** start Supplied records **

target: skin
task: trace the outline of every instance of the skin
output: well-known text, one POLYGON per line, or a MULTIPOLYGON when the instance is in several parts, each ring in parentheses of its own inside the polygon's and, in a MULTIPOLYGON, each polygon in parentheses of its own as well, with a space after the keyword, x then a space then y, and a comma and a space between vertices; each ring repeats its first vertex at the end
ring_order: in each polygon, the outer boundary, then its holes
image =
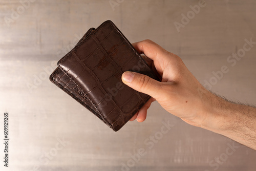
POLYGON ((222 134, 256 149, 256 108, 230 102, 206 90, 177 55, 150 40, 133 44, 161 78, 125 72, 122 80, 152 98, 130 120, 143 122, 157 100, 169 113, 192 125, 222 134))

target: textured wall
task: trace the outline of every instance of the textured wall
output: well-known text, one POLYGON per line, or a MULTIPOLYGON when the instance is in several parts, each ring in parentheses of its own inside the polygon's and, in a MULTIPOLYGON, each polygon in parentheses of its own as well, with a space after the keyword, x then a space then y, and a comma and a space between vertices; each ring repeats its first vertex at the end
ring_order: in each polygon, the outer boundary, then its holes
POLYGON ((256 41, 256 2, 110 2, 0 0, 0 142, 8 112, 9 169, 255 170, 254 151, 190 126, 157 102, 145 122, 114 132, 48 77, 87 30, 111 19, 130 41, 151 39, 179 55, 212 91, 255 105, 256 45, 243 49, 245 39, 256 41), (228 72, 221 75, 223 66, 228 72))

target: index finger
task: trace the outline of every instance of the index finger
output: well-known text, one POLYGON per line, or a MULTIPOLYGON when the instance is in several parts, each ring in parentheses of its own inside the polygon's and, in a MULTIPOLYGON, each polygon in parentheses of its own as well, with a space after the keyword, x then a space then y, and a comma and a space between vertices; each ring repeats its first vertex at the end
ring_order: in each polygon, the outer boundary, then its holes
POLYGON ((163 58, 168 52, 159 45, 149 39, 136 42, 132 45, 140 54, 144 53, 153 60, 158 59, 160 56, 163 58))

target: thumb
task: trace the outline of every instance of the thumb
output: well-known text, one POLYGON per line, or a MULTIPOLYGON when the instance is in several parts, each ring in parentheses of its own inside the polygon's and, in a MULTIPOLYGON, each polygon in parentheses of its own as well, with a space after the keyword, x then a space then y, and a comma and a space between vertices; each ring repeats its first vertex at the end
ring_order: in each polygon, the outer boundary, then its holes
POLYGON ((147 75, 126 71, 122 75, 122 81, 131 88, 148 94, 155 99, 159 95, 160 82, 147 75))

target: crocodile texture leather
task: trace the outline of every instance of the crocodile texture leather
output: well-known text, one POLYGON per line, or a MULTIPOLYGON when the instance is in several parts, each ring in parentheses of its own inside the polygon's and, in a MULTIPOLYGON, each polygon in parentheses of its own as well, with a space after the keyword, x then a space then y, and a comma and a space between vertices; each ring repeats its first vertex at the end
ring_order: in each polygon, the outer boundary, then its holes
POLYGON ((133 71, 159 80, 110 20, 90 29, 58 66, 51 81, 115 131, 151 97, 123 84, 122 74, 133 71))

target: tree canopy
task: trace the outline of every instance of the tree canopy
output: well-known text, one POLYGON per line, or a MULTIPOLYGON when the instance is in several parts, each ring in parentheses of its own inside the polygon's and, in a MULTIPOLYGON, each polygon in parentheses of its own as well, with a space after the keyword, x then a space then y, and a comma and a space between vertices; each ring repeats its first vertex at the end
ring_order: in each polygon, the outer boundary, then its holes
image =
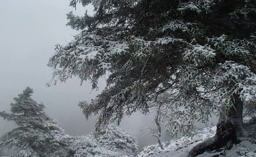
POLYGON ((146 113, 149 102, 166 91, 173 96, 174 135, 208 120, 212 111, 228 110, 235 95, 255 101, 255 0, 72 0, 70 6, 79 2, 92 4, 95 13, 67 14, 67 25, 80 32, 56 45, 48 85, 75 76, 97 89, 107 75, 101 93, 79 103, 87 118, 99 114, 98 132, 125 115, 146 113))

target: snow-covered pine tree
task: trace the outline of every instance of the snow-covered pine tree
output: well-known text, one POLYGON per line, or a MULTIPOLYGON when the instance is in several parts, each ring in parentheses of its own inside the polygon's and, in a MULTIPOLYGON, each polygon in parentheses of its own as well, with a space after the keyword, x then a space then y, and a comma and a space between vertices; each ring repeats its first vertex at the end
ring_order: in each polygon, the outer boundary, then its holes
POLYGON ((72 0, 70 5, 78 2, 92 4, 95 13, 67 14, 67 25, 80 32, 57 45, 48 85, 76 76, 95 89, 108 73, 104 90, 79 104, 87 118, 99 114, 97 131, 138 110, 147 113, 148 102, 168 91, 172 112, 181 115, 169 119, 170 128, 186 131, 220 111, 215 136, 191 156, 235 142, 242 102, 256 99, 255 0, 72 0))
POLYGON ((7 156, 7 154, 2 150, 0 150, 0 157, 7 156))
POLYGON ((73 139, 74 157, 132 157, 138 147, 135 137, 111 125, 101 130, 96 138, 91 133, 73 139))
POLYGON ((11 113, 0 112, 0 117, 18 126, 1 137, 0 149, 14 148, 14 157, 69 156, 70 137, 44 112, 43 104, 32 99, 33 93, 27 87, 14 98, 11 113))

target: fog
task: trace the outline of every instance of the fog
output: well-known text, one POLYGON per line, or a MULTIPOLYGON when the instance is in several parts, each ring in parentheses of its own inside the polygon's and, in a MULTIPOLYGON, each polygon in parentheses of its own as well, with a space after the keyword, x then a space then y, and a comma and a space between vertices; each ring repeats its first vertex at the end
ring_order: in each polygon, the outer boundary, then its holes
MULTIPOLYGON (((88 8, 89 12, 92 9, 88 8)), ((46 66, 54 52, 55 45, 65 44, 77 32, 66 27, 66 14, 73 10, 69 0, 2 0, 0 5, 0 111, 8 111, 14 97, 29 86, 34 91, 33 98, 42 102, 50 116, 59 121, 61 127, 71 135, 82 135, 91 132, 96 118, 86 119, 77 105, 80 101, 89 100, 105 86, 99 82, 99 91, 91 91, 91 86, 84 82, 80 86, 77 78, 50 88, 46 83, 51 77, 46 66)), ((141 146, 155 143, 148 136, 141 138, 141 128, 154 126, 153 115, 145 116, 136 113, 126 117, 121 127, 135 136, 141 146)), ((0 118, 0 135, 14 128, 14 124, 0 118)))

** end Supplied records **

[Set task]: Lay out all of the material above as a two-column CSV with the headers "request" and "outline": one row per request, its text in the first field and its answer in the second, each field quoted and with line breaks turned into spaces. Leave the pictures out.

[Answer to the exercise]:
request,outline
"target: skin task: trace the outline of every instance of the skin output: well-known text, one POLYGON per line, or a MULTIPOLYGON when the instance is in several parts, each ring in parentheses of its own inside the polygon's and, in a MULTIPOLYGON, each polygon in parentheses of its own as well, with a space after the keyword, x then a space then y, and a comma and a space between vertices; each ring repeats its first vertex at the end ring_order: in each polygon, the outer boundary, then its holes image =","POLYGON ((222 134, 256 149, 256 108, 230 102, 206 90, 177 55, 150 40, 133 44, 161 78, 125 72, 122 80, 152 98, 130 120, 143 122, 157 100, 169 113, 192 125, 222 134))"
"target: textured wall task: trace the outline of every instance of the textured wall output: well-known text, one POLYGON per line, or a MULTIPOLYGON when the instance is in several parts, each ring in parentheses of its own inside the polygon's and, in a MULTIPOLYGON, each polygon in parentheses of its own as well, with a space after the keyword, x then a space then y, and a comma and a space between vertices; each ring repeats its first vertex at the end ring_order: in each polygon, the outer boundary, then its holes","POLYGON ((256 41, 256 2, 110 2, 0 0, 0 142, 8 112, 9 169, 255 170, 254 151, 190 126, 157 102, 145 122, 114 132, 48 77, 87 30, 111 19, 130 41, 151 39, 179 55, 212 91, 255 105, 256 45, 243 49, 245 39, 256 41), (228 72, 221 75, 223 66, 228 72))"
"target: index finger task: trace the outline of every instance of the index finger output: well-known text, one POLYGON per line, or a MULTIPOLYGON when the instance is in several parts, each ring in parentheses of its own inside the polygon's and, in a MULTIPOLYGON, each polygon in parentheses of its own as well, with a space after the keyword, x then a space then y, and a comma and a space between vertices; each ring repeats its first vertex at the end ring_order: in each polygon, the outer boundary, then its holes","POLYGON ((163 58, 168 52, 159 45, 149 39, 136 42, 132 45, 140 54, 144 53, 153 60, 158 59, 160 56, 163 58))"
"target: thumb task: trace the outline of every instance of the thumb output: well-known text, one POLYGON per line, or a MULTIPOLYGON when the instance is in several parts, each ring in parentheses of its own inside the polygon's and, in a MULTIPOLYGON, each polygon in parentheses of its own as well, with a space after the keyword, x then a space then y, and a comma and a space between vertices; each ring repeats its first vertex at the end ring_order: in each polygon, the outer boundary, then its holes","POLYGON ((147 75, 126 71, 122 75, 122 81, 131 88, 148 94, 155 99, 159 95, 160 82, 147 75))"
"target: crocodile texture leather task: trace the outline of every instance of the crocodile texture leather output: well-known text, one POLYGON per line, or a MULTIPOLYGON when the instance is in several parts, each ring in parentheses of its own inside the polygon's and, in a MULTIPOLYGON, each polygon in parentheses of its own as well, with a space after the keyword, x then a space then y, and a comma and a space between vertices; each ring repeats its first vertex at the end ring_order: in each polygon, the outer boundary, then its holes","POLYGON ((133 71, 159 80, 110 20, 90 29, 58 66, 51 81, 115 131, 151 97, 123 84, 122 74, 133 71))"
"target: tree canopy task: trace the outline of every instance of the tree canopy output: well-known text, one POLYGON per line, or a MULTIPOLYGON when the instance is in several parts, each ring in parentheses of its own inside the polygon's and, in a MULTIPOLYGON, each polygon in parentheses of its own as well, with a space after the keyword, x then a space then y, and a comma and a space between vertices; each ring repeats its first vertex at the end ring_order: in each polygon, the outer boundary, then its holes image =","POLYGON ((146 113, 149 102, 166 91, 173 96, 174 135, 208 120, 212 111, 228 110, 235 95, 255 101, 255 0, 72 0, 70 6, 79 2, 92 4, 95 13, 67 14, 67 25, 80 32, 56 45, 48 85, 75 76, 97 89, 107 75, 101 93, 79 103, 87 118, 99 114, 98 132, 125 115, 146 113))"
"target: snow-covered pine tree task: trace the outline of every instance of the snow-covered pine tree output: well-known text, one POLYGON per line, or a MULTIPOLYGON when the instance is in several parts, each ring in parentheses of its own inside the polygon's and, in a MULTIPOLYGON, each polygon in parentheses of its own as well, with a space after the keyword, x then a space then y, and a comma and a space between vertices; each ring repeats its first vertex at the end ring_order: in each polygon, the outer boundary, then its holes","POLYGON ((72 0, 70 5, 78 2, 92 4, 95 13, 67 14, 67 25, 80 32, 57 45, 48 85, 76 76, 95 89, 108 73, 104 90, 79 104, 87 118, 99 114, 97 131, 138 110, 147 113, 148 102, 168 91, 172 112, 181 115, 169 119, 170 128, 186 131, 220 111, 215 136, 191 156, 235 142, 242 102, 256 99, 255 0, 72 0)) POLYGON ((7 156, 7 154, 2 150, 0 150, 0 157, 7 156)) POLYGON ((73 139, 74 157, 132 157, 138 147, 135 137, 111 125, 101 130, 96 138, 91 133, 73 139)) POLYGON ((11 113, 0 112, 0 117, 18 126, 1 137, 0 149, 14 148, 14 157, 69 156, 70 137, 44 112, 43 104, 32 99, 33 93, 27 87, 14 98, 11 113))"
"target: fog task: trace the outline of every instance of the fog output: well-known text, one POLYGON per line, or a MULTIPOLYGON when the instance is in several parts, each ring in parentheses of its own inside the polygon's and, in a MULTIPOLYGON, each polygon in parentheses of its own as well, with a space after the keyword, x then a space then y, and a comma and a space between vertices; each ring repeats its first vertex at the end ring_order: in each polygon, the outer boundary, then its holes","MULTIPOLYGON (((88 8, 89 12, 92 9, 88 8)), ((46 66, 54 52, 55 45, 65 44, 77 32, 66 27, 66 14, 73 10, 69 0, 2 0, 0 5, 0 111, 8 111, 14 97, 29 86, 34 91, 33 98, 42 102, 50 116, 59 121, 61 127, 71 135, 82 135, 91 132, 96 118, 86 119, 77 105, 80 101, 89 100, 105 86, 99 82, 99 91, 91 91, 91 86, 84 82, 80 86, 77 78, 50 88, 46 83, 51 77, 46 66)), ((141 146, 155 143, 148 136, 141 138, 141 128, 154 126, 153 115, 145 116, 136 113, 126 117, 121 127, 135 136, 141 146)), ((0 118, 0 135, 14 128, 14 124, 0 118)))"